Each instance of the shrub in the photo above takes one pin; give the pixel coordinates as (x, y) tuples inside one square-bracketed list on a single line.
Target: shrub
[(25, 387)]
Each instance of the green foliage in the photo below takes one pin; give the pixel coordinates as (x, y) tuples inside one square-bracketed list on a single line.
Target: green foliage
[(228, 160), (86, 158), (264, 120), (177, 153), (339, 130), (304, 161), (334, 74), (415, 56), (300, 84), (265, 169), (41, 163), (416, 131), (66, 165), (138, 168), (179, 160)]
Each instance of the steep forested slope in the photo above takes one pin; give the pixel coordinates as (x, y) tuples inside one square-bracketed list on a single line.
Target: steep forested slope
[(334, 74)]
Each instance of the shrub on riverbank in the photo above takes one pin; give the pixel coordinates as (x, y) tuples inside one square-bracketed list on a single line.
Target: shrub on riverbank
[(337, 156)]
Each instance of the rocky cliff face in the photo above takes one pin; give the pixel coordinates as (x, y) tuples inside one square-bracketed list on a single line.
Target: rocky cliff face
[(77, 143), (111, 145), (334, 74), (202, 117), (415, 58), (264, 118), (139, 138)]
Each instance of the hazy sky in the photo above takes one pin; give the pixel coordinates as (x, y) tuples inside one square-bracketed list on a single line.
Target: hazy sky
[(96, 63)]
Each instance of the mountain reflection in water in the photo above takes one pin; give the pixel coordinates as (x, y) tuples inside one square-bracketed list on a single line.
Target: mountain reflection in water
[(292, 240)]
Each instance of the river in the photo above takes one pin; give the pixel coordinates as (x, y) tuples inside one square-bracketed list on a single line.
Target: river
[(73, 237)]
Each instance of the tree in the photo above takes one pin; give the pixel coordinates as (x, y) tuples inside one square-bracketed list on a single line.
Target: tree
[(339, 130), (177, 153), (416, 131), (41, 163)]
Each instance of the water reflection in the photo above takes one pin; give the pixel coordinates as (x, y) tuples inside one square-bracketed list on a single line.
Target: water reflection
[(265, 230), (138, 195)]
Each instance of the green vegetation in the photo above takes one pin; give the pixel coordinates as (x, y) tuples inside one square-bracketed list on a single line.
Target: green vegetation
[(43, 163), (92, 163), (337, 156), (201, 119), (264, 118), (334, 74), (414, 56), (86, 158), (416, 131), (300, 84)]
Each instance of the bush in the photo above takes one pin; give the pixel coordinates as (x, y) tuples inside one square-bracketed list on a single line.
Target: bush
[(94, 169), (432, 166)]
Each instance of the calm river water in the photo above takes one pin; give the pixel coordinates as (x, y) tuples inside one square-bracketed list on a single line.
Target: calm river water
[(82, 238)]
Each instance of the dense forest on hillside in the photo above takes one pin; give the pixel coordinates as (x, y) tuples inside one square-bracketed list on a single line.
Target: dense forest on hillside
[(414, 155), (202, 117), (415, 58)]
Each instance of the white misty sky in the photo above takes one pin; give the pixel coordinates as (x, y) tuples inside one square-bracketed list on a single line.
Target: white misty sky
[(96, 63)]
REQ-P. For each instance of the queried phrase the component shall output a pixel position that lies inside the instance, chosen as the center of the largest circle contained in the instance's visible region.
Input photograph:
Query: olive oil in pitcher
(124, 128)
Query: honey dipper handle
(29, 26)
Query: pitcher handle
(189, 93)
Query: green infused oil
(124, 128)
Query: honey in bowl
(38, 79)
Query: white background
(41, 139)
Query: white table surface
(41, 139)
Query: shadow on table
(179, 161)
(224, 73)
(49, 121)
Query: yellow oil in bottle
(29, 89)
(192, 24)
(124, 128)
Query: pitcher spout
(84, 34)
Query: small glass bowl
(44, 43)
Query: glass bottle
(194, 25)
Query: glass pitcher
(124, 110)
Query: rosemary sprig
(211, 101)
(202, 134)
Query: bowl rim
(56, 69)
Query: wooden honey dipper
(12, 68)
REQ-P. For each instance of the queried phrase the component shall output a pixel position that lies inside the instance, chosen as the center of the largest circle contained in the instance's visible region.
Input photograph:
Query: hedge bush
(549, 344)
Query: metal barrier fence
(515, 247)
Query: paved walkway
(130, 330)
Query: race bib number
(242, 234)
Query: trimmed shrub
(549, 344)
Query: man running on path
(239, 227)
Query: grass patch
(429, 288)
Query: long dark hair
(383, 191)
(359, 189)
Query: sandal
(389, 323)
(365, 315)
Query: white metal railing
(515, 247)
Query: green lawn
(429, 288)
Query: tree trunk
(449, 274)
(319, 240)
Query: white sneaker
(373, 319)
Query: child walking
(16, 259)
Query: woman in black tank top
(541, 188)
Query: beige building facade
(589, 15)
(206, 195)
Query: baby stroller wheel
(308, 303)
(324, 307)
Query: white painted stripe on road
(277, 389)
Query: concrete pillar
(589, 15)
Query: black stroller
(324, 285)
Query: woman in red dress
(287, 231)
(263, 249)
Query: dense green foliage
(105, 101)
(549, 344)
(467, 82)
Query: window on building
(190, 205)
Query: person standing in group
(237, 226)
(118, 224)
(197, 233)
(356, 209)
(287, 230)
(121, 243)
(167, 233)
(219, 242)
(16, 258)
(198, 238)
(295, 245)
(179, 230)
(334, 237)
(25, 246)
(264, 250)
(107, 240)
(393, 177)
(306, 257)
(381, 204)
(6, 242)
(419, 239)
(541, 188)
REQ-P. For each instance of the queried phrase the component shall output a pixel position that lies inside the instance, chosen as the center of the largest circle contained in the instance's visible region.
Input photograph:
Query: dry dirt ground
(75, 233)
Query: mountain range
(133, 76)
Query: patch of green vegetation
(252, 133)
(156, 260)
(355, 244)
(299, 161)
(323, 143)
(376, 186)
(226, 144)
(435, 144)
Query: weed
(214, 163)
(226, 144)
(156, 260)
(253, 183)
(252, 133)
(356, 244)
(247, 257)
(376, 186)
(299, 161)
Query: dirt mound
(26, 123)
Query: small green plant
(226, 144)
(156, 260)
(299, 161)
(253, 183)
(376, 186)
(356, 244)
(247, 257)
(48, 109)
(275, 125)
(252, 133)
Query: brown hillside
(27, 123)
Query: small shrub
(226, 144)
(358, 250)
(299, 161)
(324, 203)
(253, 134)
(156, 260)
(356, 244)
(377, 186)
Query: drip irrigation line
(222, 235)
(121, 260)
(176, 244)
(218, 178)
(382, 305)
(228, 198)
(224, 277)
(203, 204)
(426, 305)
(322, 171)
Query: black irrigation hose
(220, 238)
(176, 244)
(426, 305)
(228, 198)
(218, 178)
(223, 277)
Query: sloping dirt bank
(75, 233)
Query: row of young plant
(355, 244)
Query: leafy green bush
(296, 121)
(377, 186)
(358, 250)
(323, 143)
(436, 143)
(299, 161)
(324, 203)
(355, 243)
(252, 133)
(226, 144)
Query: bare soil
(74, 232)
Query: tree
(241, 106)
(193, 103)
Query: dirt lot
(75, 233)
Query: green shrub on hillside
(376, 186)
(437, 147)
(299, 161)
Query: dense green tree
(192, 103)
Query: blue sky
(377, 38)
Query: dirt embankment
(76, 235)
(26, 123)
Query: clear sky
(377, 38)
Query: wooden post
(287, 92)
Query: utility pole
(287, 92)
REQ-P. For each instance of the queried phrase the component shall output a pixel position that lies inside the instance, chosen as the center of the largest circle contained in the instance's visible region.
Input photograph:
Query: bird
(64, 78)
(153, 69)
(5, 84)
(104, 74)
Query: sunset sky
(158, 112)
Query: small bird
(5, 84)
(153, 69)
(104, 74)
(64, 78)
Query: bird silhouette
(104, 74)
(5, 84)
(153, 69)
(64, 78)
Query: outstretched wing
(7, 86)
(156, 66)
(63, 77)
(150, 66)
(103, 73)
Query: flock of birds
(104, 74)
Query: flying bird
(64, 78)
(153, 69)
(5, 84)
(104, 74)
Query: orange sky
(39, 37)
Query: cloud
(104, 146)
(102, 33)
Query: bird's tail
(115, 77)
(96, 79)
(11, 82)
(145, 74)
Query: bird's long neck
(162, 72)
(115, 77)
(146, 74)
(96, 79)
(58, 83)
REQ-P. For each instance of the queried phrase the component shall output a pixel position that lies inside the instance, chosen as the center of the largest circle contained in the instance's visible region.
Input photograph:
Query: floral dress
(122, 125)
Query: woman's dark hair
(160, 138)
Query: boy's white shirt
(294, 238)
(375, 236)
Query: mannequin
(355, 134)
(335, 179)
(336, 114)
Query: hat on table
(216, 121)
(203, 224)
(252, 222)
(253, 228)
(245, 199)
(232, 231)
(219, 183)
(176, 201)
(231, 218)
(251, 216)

◆ **Assigned task**: The first line of the records and every line down to the line with "Each instance of the rocky" must be quoted exactly; leave out all else.

◆ **Solution to this problem**:
Each instance of the shrub in the photo above takes one pin; give the pixel coordinates as (x, y) tuples inside one square-bracketed list on a single line.
Target: shrub
[(25, 387)]
Each instance of the green foliage in the photo below takes one pin; give the pixel coordinates as (x, y) tuples inside one square-bracketed list on a single line.
Target: green foliage
[(228, 160), (86, 158), (264, 120), (177, 153), (339, 130), (304, 161), (334, 74), (415, 56), (300, 84), (265, 169), (41, 163), (416, 131), (66, 165), (138, 168), (179, 160)]
Each instance of the steep forested slope in the photo above takes one pin; give the pixel coordinates as (x, y) tuples inside one square-bracketed list on a single line.
Target: steep forested slope
[(334, 74)]
Each instance of the shrub on riverbank in the photo above takes one pin; give the pixel coordinates as (x, y) tuples inside one square-bracketed list on a single line.
Target: shrub on riverbank
[(337, 156)]
Each instance of the rocky cliff face in the photo above takes one pin; give the pixel coordinates as (x, y) tuples inside one square-bracketed list on a single line.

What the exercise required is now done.